> WHAT THE TASK REQUIRES:
Can you rewrite the material below, swapping every "scouting log" for "survey record" and leaving everything else unchanged?

> ITEMS:
========================================================================

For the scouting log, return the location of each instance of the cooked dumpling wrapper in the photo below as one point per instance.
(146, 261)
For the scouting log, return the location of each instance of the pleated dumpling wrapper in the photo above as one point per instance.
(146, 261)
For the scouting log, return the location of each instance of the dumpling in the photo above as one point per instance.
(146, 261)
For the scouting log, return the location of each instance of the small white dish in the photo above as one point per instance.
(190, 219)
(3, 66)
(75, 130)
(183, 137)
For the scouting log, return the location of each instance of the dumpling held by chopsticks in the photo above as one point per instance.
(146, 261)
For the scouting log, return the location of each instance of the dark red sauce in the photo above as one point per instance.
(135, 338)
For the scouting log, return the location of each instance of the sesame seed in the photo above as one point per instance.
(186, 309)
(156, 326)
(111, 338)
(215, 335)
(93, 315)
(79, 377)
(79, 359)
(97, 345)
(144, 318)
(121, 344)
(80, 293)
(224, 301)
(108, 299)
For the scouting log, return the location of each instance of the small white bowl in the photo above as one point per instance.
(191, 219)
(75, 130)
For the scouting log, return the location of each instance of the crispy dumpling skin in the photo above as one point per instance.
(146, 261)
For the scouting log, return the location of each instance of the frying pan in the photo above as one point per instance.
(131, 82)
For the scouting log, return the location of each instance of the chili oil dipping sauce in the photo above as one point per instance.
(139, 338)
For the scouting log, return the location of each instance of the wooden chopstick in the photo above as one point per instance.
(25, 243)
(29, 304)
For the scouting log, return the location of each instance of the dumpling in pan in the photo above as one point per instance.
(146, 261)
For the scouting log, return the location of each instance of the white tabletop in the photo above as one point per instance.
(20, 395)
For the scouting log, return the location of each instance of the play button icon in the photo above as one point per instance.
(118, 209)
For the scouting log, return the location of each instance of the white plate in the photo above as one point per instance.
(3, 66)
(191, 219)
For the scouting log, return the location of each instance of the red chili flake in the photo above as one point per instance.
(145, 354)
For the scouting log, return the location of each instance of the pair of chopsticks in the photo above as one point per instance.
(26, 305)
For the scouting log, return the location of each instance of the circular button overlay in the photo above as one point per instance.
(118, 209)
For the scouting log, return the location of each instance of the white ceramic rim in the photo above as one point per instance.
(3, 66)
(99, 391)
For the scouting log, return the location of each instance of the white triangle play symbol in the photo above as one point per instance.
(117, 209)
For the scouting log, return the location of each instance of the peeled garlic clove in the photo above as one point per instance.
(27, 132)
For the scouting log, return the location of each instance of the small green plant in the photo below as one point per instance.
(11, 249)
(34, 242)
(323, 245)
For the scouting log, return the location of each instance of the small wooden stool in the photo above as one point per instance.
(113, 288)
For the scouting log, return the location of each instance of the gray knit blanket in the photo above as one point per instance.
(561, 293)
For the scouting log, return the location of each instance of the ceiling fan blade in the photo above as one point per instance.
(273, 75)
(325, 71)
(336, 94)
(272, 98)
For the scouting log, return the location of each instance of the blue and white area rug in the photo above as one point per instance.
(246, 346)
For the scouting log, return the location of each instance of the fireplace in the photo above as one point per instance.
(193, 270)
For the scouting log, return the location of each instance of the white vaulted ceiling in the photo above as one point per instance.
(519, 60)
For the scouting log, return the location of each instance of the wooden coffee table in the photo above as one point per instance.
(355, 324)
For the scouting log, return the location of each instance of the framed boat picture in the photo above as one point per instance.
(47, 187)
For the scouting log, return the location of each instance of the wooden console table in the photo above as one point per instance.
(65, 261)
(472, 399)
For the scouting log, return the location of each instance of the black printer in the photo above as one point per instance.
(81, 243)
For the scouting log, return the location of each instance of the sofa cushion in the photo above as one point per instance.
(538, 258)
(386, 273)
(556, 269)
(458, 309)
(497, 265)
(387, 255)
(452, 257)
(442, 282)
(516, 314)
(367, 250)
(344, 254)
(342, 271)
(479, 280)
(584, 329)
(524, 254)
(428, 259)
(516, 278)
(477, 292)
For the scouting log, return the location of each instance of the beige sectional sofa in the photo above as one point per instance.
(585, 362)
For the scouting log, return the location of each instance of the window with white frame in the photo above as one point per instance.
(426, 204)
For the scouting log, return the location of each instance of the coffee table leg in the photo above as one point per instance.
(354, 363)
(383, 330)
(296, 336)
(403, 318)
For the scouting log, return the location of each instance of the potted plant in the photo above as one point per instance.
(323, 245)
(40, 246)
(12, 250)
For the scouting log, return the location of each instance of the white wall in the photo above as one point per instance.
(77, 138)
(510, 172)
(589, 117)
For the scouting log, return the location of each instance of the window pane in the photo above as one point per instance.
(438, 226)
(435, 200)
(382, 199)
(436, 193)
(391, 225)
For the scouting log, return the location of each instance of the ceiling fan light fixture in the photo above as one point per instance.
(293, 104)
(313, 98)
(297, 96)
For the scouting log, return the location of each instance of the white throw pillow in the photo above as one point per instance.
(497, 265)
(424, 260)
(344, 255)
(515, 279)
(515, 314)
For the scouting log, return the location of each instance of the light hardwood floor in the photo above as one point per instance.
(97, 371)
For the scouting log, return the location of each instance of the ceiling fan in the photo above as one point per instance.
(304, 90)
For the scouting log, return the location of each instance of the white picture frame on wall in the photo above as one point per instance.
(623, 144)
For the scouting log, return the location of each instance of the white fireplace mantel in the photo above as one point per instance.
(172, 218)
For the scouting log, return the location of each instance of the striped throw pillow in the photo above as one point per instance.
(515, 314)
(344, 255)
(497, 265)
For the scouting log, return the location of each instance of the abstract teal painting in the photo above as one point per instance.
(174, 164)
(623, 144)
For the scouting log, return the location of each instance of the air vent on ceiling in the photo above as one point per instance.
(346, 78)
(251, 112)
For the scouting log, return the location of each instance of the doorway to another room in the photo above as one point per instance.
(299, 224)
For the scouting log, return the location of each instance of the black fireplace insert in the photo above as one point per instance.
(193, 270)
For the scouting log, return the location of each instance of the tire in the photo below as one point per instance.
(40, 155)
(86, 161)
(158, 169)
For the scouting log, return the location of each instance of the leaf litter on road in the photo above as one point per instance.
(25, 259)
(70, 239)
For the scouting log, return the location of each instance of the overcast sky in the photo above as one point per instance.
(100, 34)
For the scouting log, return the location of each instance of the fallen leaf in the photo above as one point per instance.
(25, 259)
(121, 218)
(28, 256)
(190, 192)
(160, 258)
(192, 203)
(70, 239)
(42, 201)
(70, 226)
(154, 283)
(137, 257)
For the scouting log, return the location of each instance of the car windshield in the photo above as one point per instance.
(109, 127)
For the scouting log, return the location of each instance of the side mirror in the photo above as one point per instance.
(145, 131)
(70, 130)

========================================================================

> ANSWER IN FULL:
For the survey record, return the location of each instance of the cooked dumpling wrapper in the photo below as one point per instance.
(146, 261)
For the survey record, return the location of each instance of the pleated dumpling wrapper in the photo above as one point per instance.
(146, 261)
For the survey record, return the location of each instance of the dumpling in the photo above as one point per instance.
(146, 261)
For the survey record, return the location of each instance of the small white dish in the photo above as one point per instance.
(190, 219)
(3, 66)
(75, 130)
(183, 137)
For the survey record, return the location of each instance of the dumpling held by chopsticks in the photo above as one point per instance.
(146, 261)
For the survey record, return the location of each instance of the dark red sauce in the photo above as one point per instance.
(135, 338)
For the survey record, return the location of each instance of the sesame seed in the photo above as one point per instance.
(186, 309)
(156, 326)
(111, 338)
(215, 335)
(93, 315)
(79, 377)
(79, 359)
(97, 345)
(144, 318)
(121, 344)
(80, 293)
(224, 301)
(108, 299)
For the survey record, return the location of each instance of the small white bowl in the photo above as one point per instance.
(191, 219)
(75, 130)
For the survey record, return the location of each instance of the crispy dumpling skin in the photo above as one point per instance.
(146, 261)
For the survey record, return the location of each instance of the frying pan in the photo above as one point per instance.
(131, 82)
For the survey record, return the location of each instance of the chili oil dipping sauce in the photo above as one point per instance.
(139, 338)
For the survey record, return the location of each instance of the wooden chopstick in the photo above as one point per instance.
(25, 243)
(29, 304)
For the survey record, return the location of each instance of the dumpling in pan in the photo above as one point per instance.
(146, 261)
For the survey record, return the location of each instance of the white tabletop in the photo above as one point per instance.
(20, 395)
For the survey record, return the location of each instance of the play button icon in the photo above as one point per instance.
(118, 209)
For the survey record, return the location of each instance of the white plate in the photo above as one point per instance.
(3, 66)
(191, 219)
For the survey record, return the location of each instance of the red chili flake in the photo above as one point per instance.
(145, 354)
For the survey record, return the location of each instance of the pair of chopsticks in the photo above as one point per instance.
(26, 305)
For the survey record, return the location of each instance of the circular button overlay in the photo above as one point per instance.
(118, 209)
For the survey record, return the location of each instance of the white ceramic rim in the photo above as one point per instance.
(3, 66)
(99, 391)
For the survey record, return the location of each instance of the white triangle play symbol in the photo above as one point per instance.
(117, 209)
For the survey record, return the location of each instance of the peeled garlic clove in the photo above as one point per instance.
(27, 132)
For the survey record, return the location of each instance of the small green plant in the photo below as one point per instance.
(11, 249)
(34, 242)
(323, 245)
For the survey record, return the location of each instance of the small wooden stool in the photo above as one point per instance.
(113, 288)
For the survey record, return the location of each instance of the gray knit blanket in the photo above as one point per instance.
(561, 293)
For the survey record, return the location of each instance of the ceiling fan blade in the photo above as one point per instance.
(273, 75)
(325, 71)
(336, 94)
(272, 98)
For the survey record, return the location of each instance of the blue and white area rug in the photo above as one point per instance.
(246, 346)
For the survey record, return the location of each instance of the fireplace in the photo above as one point per instance.
(193, 270)
For the survey record, return the location of each instance of the white vaulted ceiling in the photo above as one point per instance.
(519, 60)
For the survey record, return the location of each instance of the wooden coffee table in the photo above as one point per instance.
(355, 324)
For the survey record, return the location of each instance of the framed boat picture in the photo above as one point per instance.
(47, 187)
For the survey record, return the location of each instance of the wooden console table in the photo above as one point per instance.
(65, 261)
(472, 399)
For the survey record, return the location of each instance of the black printer in the photo above as one point per instance.
(81, 243)
For the survey record, return the location of each instance of the sofa cushion in the photo above as one point per instance.
(538, 258)
(386, 273)
(556, 269)
(458, 309)
(497, 265)
(387, 255)
(452, 257)
(442, 282)
(516, 314)
(367, 250)
(344, 254)
(342, 271)
(479, 280)
(584, 329)
(524, 254)
(428, 259)
(516, 278)
(477, 292)
For the survey record, return the location of each instance of the beige sectional sofa in the photo above as one point per instance.
(585, 362)
For the survey record, return the location of each instance of the window with white frame in the photo above as one point per instance.
(426, 204)
For the survey record, return the location of each instance of the coffee table leg in the photo above as one point per instance.
(354, 363)
(383, 330)
(296, 336)
(403, 318)
For the survey record, return the location of each instance of the potted plant in the photo above as one point per instance.
(323, 245)
(40, 246)
(12, 250)
For the survey record, return the location of each instance of the white wall in the photo above as one point per instance.
(77, 138)
(510, 172)
(589, 117)
For the survey record, return the location of each instance of the window pane in the photo above as one point per instance.
(438, 226)
(435, 200)
(382, 199)
(436, 193)
(391, 225)
For the survey record, return the location of each instance of the ceiling fan light fixture in the photo above as one point per instance.
(293, 104)
(313, 98)
(297, 96)
For the survey record, return the location of each instance of the white throw pillow in the photo above as one point per instance.
(497, 265)
(424, 260)
(344, 255)
(515, 279)
(515, 314)
For the survey record, return the location of each instance of the light hardwood floor in the photo above as one point per instance.
(97, 371)
For the survey record, return the location of each instance of the ceiling fan in the photo above as one point per instance.
(304, 90)
For the survey record, return the location of each instance of the white picture frame on wall in the photo above as one point per instance.
(623, 144)
For the survey record, return the location of each instance of the white fireplace mantel in the photo above as one point per instance.
(172, 218)
For the survey record, return the location of each instance of the striped throw pillow in the photo above as one point per instance.
(515, 314)
(344, 255)
(497, 265)
For the survey record, return the location of each instance of the abstract teal painting in the photo above as one point per instance.
(174, 164)
(623, 144)
For the survey record, return the location of each instance of the air vent on ceiling in the photo above as one point per instance.
(346, 78)
(251, 112)
For the survey record, return the location of each instance of the doorway to another room in the photo above as one point per instance.
(299, 224)
For the survey record, return the location of each instance of the black fireplace insert in the photo above as one point per instance.
(193, 270)
For the survey record, return the location of each instance of the tire in the photo below as one point per instance.
(40, 155)
(86, 161)
(158, 169)
For the survey record, return the location of each instance of the leaf litter on road in the photo above as one point per instance.
(25, 259)
(70, 239)
For the survey record, return the location of each instance of the overcast sky in the photo above as one point per instance.
(100, 34)
For the survey record, return the location of each instance of the fallen leaf in the photo above as one point per instance.
(25, 259)
(121, 218)
(28, 256)
(190, 192)
(160, 258)
(192, 203)
(70, 239)
(42, 201)
(70, 226)
(154, 283)
(137, 257)
For the survey record, return the location of each instance of the car windshield in the photo above as one point per instance.
(109, 127)
For the survey record, return the location of each instance of the side mirror in the photo above as one point per instance.
(145, 131)
(70, 130)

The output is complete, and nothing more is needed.